→ **DATA FOR THIS TASK**
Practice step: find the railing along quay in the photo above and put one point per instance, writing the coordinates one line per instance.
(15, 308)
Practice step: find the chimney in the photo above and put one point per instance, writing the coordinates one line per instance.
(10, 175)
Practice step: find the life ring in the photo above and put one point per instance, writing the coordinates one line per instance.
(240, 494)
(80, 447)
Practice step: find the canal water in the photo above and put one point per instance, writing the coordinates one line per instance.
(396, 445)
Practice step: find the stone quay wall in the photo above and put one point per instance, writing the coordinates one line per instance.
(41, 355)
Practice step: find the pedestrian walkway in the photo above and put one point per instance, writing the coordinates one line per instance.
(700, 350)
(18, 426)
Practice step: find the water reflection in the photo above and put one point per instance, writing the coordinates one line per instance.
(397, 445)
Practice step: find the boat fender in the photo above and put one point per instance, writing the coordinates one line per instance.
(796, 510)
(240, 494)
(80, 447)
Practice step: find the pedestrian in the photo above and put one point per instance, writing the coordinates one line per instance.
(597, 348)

→ **EXERCISE AIM**
All of the entries, from the first line to the last, should be duplicated exactly.

→ **WORKED SOLUTION**
Practice step: find the railing along quay in the photo above and put one point per instance, writing the coordinates one line per instance.
(15, 308)
Practice step: find the chimney in the photo above and put one point per instance, writing the coordinates one line per instance.
(10, 175)
Practice step: find the life ring in the photo above and put one point per instance, writing the coordinates one line per instance.
(240, 494)
(80, 447)
Practice step: find the canal water in the photo above and put one point per instance, writing the coordinates one line per instance.
(396, 445)
Practice step: find the stone quay wall in the photo above and put one point per instance, writing the coordinates one line per instance.
(41, 355)
Practice step: find the pedestrian walkway in the photo above and put one point per instance, writing the coordinates one line per instance.
(700, 350)
(18, 426)
Practice step: find the water reflection in the photo above and put one point per instance, writing the coordinates one line per instance.
(397, 445)
Practice step: find the boat fender in the photo above and put one point per instance, writing the coordinates one line per instance.
(796, 510)
(240, 494)
(80, 447)
Practice step: find the pedestrian in the photo above and put one point per instance, writing the coordinates one line per instance.
(597, 348)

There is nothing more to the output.